TASK PROMPT>
Please list every line in the rows that contains the string "item", matching case exactly.

RECORD SET>
....

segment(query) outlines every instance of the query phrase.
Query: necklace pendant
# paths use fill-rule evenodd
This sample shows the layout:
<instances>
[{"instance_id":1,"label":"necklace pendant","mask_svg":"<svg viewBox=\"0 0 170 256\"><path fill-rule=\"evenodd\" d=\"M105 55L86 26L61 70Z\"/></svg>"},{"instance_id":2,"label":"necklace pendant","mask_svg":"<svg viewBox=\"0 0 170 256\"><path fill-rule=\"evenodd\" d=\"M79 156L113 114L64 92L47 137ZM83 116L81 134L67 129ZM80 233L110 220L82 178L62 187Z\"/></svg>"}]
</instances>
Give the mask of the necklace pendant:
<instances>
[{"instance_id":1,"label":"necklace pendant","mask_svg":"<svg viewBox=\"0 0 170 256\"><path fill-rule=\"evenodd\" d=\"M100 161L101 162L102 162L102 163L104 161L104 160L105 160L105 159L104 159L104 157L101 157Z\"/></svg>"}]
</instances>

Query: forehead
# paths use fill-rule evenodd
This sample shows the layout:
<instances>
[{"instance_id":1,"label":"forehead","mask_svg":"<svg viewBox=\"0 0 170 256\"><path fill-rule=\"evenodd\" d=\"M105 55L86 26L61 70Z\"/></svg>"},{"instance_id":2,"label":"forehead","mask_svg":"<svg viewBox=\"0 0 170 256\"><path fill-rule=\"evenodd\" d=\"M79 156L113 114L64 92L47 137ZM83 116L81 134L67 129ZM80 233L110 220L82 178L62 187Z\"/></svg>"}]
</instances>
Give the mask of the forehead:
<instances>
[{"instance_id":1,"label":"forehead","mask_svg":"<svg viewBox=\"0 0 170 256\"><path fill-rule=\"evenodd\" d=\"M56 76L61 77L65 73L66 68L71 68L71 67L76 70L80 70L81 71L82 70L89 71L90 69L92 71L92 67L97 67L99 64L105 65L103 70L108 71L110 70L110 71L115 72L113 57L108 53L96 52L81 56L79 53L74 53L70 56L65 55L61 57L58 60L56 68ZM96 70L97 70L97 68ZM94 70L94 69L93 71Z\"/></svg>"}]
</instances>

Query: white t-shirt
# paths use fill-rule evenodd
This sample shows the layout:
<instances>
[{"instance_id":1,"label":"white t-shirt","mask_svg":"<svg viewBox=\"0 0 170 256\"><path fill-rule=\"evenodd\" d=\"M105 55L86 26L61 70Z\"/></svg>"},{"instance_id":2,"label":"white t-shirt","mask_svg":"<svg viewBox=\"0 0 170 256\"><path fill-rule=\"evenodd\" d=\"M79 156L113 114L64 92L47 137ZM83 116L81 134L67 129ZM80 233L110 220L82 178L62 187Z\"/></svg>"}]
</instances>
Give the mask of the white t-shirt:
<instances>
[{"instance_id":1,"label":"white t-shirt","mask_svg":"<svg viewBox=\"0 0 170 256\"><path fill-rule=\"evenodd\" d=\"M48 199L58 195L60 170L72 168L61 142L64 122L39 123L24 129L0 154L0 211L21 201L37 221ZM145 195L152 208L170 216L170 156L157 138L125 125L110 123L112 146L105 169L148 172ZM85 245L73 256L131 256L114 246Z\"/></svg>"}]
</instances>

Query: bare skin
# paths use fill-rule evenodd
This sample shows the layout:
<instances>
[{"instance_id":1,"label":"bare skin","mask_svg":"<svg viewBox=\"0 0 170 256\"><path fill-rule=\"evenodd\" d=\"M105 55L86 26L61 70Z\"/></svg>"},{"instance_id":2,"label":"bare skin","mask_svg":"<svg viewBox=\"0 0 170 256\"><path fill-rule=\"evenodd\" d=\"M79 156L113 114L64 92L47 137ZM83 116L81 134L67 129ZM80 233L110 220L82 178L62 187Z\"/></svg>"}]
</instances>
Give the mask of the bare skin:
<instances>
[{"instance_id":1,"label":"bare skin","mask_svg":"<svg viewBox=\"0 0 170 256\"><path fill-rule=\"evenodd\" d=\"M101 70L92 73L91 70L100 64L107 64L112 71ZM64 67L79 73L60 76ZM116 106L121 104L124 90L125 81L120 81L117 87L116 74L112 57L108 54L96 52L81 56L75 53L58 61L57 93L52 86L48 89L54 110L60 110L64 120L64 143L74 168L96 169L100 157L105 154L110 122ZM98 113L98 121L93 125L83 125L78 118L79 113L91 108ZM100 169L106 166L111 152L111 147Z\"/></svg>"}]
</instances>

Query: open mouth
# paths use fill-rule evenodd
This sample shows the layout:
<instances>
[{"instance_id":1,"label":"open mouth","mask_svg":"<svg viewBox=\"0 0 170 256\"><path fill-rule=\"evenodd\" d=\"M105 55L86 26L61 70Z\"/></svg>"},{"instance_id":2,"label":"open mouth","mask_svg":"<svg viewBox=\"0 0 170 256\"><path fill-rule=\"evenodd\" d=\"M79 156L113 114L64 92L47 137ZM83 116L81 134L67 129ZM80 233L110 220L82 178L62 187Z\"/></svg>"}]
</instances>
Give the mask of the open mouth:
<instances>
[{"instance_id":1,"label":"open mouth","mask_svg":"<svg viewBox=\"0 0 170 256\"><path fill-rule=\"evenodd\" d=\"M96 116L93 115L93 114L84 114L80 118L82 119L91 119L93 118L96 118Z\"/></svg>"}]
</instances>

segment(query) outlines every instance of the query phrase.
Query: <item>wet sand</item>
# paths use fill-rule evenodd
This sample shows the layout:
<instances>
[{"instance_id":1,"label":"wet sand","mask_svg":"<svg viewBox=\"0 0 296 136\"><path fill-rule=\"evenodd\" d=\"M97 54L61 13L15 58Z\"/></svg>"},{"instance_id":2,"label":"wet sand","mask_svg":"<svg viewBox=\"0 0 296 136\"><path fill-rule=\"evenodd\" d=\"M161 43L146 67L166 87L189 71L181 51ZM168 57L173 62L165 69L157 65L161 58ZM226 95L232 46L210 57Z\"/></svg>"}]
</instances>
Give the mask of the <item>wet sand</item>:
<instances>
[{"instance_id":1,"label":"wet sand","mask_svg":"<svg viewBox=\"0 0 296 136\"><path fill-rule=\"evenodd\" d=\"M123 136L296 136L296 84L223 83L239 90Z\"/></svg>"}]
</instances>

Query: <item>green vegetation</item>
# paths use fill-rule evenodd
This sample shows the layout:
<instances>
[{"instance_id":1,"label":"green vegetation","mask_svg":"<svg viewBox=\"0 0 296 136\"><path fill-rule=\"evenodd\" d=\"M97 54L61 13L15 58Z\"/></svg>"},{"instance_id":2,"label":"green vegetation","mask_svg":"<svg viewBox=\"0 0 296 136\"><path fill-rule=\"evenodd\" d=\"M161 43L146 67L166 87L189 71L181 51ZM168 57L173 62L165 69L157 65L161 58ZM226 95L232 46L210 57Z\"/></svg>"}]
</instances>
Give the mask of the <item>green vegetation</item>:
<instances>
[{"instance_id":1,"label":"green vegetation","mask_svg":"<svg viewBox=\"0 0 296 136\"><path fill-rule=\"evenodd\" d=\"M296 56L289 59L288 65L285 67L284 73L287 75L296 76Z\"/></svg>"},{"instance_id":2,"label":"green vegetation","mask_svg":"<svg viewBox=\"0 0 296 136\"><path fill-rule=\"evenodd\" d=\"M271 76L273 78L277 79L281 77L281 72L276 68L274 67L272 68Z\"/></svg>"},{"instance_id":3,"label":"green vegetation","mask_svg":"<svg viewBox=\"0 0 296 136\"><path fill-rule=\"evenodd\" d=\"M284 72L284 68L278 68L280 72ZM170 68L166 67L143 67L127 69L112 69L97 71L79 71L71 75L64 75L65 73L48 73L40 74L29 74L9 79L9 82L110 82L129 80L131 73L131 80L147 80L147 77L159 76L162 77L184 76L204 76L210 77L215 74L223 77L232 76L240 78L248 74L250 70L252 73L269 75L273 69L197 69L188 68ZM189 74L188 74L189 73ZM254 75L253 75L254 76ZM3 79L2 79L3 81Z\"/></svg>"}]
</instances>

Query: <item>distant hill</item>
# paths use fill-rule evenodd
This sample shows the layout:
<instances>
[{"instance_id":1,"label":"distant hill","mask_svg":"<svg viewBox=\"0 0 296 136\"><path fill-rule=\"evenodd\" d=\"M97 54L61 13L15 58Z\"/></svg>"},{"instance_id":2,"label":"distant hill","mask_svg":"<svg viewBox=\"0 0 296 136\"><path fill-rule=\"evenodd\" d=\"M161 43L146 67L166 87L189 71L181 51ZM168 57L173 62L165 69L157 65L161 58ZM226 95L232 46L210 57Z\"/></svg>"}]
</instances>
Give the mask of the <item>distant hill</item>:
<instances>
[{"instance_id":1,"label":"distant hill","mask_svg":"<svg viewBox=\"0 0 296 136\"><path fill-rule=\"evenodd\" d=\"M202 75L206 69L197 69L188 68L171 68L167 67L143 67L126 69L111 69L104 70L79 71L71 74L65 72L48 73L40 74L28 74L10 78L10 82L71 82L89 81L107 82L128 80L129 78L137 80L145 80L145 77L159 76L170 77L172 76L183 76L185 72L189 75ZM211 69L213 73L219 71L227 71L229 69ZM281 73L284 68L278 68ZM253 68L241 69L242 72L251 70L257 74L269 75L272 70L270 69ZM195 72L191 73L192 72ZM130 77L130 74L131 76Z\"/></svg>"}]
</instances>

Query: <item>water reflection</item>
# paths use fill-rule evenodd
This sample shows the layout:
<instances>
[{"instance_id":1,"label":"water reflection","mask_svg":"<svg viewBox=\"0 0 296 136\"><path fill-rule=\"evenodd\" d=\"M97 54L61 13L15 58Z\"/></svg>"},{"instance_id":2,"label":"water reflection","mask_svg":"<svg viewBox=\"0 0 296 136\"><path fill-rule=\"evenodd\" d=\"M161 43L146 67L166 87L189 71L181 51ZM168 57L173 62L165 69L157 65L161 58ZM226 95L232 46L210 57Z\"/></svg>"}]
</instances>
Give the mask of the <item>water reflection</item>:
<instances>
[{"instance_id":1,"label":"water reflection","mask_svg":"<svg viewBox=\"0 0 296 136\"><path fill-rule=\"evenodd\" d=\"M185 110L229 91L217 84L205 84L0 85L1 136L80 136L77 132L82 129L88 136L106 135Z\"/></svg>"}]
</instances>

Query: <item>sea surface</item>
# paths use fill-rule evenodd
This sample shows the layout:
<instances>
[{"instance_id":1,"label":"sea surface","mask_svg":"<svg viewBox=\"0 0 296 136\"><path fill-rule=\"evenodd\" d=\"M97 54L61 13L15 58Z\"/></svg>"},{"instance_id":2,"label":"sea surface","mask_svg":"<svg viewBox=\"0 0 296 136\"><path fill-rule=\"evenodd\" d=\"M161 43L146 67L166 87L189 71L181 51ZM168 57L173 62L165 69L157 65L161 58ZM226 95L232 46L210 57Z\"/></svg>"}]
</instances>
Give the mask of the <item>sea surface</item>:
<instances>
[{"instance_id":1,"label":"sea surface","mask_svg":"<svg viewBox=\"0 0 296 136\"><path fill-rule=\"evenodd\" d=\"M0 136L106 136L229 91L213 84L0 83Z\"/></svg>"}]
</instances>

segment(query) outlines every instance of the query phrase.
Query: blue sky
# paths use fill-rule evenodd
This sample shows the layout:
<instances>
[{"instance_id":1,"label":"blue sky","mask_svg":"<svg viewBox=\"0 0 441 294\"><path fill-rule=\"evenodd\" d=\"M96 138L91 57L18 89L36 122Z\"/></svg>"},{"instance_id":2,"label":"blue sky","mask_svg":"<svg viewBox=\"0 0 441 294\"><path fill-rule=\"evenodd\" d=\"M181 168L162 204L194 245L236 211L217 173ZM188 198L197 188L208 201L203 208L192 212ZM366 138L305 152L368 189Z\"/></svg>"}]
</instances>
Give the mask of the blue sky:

....

OUTPUT FOR THIS EXERCISE>
Query: <item>wet sand</item>
Give the mask of the <item>wet sand</item>:
Query: <item>green vegetation</item>
Give the mask of the <item>green vegetation</item>:
Query: <item>distant hill</item>
Give the mask of the <item>distant hill</item>:
Query: <item>water reflection</item>
Give the mask of the <item>water reflection</item>:
Query: <item>sea surface</item>
Give the mask of the <item>sea surface</item>:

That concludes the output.